• Your task
Present the records below, from the line holding "Indicate the woman with short" through the line holding "pixel 370 300", inclusive, as a two-column CSV with columns named input and output. Give one row per record, with its text and its answer each in a single quoted field and line breaks replaced by spaces.

• Records for the exercise

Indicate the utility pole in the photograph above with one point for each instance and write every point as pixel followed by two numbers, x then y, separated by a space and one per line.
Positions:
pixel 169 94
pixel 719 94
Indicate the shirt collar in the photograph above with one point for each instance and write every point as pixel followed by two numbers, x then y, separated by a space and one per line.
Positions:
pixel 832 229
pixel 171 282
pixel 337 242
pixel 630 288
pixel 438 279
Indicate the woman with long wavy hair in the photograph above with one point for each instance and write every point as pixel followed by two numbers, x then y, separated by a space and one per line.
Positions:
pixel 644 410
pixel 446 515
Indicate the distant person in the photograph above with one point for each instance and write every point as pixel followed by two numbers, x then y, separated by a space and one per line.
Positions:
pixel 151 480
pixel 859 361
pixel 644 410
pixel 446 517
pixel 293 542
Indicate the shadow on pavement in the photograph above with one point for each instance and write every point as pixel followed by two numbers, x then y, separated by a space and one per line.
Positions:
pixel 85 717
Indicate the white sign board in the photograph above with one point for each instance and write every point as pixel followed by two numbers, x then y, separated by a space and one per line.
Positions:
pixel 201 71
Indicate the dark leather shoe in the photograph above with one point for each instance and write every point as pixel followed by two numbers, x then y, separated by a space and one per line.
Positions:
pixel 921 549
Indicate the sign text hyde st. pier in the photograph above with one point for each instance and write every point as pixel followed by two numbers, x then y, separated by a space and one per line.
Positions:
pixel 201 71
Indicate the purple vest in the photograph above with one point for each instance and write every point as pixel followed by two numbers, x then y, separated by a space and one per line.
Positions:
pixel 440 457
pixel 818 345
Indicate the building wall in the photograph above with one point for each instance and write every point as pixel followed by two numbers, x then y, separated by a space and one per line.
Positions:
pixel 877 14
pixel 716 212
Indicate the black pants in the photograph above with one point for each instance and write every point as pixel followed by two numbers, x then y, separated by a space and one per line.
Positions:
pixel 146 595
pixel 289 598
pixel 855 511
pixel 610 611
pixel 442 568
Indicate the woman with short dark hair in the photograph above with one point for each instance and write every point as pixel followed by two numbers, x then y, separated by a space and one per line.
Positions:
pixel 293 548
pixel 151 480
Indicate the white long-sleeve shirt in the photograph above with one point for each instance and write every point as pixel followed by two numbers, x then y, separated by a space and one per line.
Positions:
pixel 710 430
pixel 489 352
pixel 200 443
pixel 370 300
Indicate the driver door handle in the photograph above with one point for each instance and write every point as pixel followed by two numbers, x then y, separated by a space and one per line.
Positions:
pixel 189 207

...

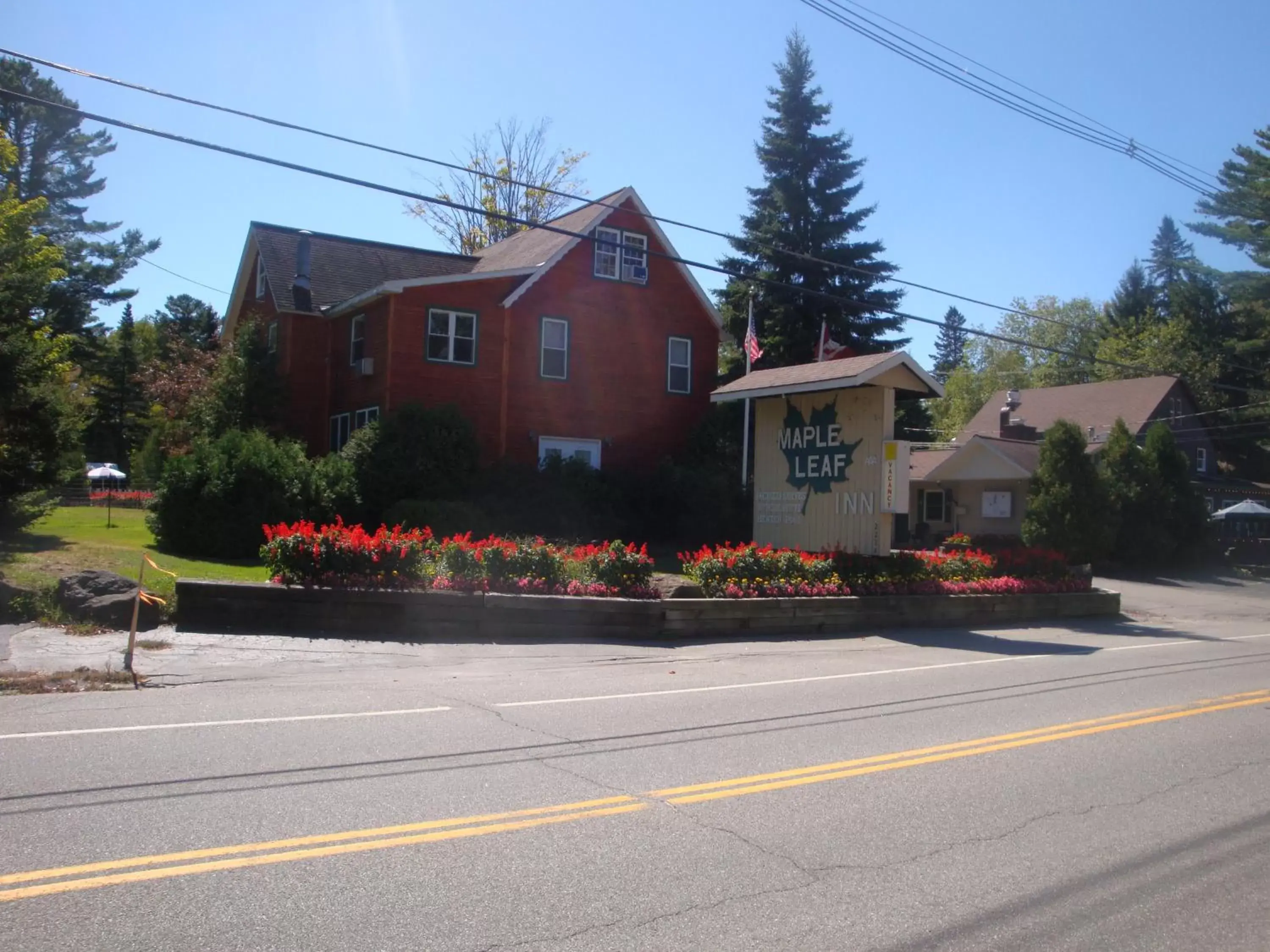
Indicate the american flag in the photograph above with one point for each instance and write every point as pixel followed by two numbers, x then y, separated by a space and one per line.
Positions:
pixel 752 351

• The result
input,output
"Indicate the woman with short dark hair in the photograph above with one point for each instance and write every point as pixel followed by two numbers, x then y, separated by a space and one per line. Positions:","pixel 293 548 pixel 151 480"
"Indicate the white long-sleeve shirt in the photograph above with one point for each instance and write every point as pixel followed by two numbers, x then y, separated by a space and one per line. Positions:","pixel 710 430 pixel 489 352 pixel 200 443 pixel 370 300"